::: AVAILABLE RECORDS :::

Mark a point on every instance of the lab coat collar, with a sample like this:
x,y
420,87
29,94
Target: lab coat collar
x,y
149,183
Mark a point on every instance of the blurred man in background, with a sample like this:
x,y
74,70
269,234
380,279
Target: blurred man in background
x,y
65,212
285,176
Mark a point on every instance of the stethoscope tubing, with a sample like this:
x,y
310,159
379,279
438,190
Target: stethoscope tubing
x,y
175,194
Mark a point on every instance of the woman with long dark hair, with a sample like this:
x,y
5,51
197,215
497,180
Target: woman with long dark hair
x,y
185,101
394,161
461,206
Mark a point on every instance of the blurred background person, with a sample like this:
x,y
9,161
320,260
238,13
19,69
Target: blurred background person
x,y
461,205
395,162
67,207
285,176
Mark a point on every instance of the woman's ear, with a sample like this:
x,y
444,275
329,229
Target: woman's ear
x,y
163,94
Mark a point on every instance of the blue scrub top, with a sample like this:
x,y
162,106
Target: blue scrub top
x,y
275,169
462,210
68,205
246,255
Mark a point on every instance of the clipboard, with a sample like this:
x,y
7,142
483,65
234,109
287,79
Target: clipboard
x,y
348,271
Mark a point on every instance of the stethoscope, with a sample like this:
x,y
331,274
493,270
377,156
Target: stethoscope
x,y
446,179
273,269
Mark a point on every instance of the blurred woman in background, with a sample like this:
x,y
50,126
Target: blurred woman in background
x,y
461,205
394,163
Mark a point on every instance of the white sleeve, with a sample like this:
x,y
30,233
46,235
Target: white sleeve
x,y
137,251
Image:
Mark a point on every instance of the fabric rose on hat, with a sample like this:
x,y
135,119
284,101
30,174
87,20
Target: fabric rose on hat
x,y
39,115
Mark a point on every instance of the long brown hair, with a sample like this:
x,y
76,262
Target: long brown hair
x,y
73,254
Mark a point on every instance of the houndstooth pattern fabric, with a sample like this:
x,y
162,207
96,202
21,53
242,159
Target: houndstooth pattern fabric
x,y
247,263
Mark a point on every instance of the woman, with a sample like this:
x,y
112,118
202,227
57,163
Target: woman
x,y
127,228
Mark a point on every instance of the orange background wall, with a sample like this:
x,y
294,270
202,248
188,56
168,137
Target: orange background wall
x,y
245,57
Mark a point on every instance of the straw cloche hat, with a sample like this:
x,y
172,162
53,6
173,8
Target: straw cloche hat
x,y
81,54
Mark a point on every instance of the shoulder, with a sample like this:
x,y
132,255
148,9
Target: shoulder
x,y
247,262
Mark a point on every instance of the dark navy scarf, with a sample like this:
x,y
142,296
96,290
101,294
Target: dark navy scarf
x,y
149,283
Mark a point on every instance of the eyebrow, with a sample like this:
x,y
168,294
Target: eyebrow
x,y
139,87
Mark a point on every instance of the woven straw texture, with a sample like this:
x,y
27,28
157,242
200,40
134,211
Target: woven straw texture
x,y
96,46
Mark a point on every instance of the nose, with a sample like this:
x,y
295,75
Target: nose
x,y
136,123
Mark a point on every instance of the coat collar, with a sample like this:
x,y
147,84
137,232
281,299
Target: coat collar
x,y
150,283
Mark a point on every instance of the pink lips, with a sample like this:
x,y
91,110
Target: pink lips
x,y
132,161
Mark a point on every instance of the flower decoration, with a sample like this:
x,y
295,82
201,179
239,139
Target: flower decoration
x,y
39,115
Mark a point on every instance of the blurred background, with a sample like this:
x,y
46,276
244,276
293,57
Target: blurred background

:::

- WORK TO COMPLETE
Update all of the data above by changing "with a sample like this" to "using this format" wherever it occurs, and leave everything else unchanged.

- TASK RESULT
Mark a point on every instance of the lab coat collar, using this format:
x,y
420,87
29,94
Target: lab coat collar
x,y
149,183
Mark a point on every instance of the blurred man in background, using this format:
x,y
74,70
269,234
380,279
Target: blurred man in background
x,y
65,212
285,176
Mark a point on every instance of the stethoscope tubing, using this format:
x,y
310,159
379,279
438,190
Target: stethoscope tubing
x,y
175,194
Mark a point on every instance of the woman with long dark hair, using this format:
x,y
5,51
197,215
497,180
Target: woman with long dark hair
x,y
185,101
394,161
461,206
Mark a point on every instance of the blurred background person, using this format:
x,y
9,161
320,260
238,13
19,69
Target: blurred background person
x,y
461,205
395,162
67,207
285,176
Mark a point on every instance of the woman's ear, using this format:
x,y
444,275
329,229
Target: woman's ear
x,y
163,94
Mark a point on every instance of the blue scrub top, using this format:
x,y
162,106
Target: blue scrub top
x,y
275,169
462,210
68,205
246,255
Mark a point on every instance of the clipboard, using this format:
x,y
7,142
483,65
234,109
287,79
Target: clipboard
x,y
348,271
Mark a point on every instance of the stethoscope, using this format:
x,y
331,274
493,270
377,156
Target: stethoscope
x,y
446,179
273,269
Mark a point on every instance of the blurred woman in background, using this format:
x,y
50,126
Target: blurred woman in background
x,y
461,205
394,163
Mark a point on every instance of the white sleeve, using this format:
x,y
30,233
46,235
Target: white sleeve
x,y
137,251
Image:
Mark a point on every instance of the fabric rose on hat, using this format:
x,y
135,119
284,101
30,174
87,20
Target: fabric rose on hat
x,y
39,115
Mark a point on every instance of the long brown hair, using this format:
x,y
76,262
Target: long brown hair
x,y
73,254
Mark a point on every instance of the houndstooth pattern fabric, using this format:
x,y
162,207
96,202
21,53
242,159
Target: houndstooth pattern fabric
x,y
247,263
Mark a point on every instance of the woman, using this format:
x,y
112,118
202,227
57,163
Target: woman
x,y
127,228
Mark a point on every instance of the orange background wall, using this format:
x,y
294,270
202,248
188,56
168,137
Target: orange background wall
x,y
245,57
Mark a point on every instance of the straw cloche hat, using this format:
x,y
172,162
53,6
173,8
Target: straw cloche hat
x,y
81,54
Mark a point on every instance of the shoulder, using this format:
x,y
132,255
148,9
Target: shoulder
x,y
247,262
Mark a point on every instance of the dark navy scarf, using this format:
x,y
142,296
96,290
101,294
Target: dark navy scarf
x,y
149,283
Mark a point on every instance of the eyebrow, using this format:
x,y
168,294
Target: eyebrow
x,y
139,87
Mark a point on every instance of the woven straw texture, using this format:
x,y
27,28
157,242
200,40
134,211
Target: woven straw texture
x,y
96,46
Mark a point on every instance of the nose, using this format:
x,y
295,75
Target: nose
x,y
136,123
Mark a point on every instance of the coat collar, using this format:
x,y
147,84
137,232
281,299
Target: coat collar
x,y
150,283
Mark a point on every instance of the pink lips, using this format:
x,y
91,110
Target: pink lips
x,y
132,161
Mark a point on every instance of the flower decoration, using this format:
x,y
295,82
201,179
239,139
Target: flower decoration
x,y
39,115
Mark a point on every instance of the blurred background, using this format:
x,y
46,276
244,276
293,57
Target: blurred background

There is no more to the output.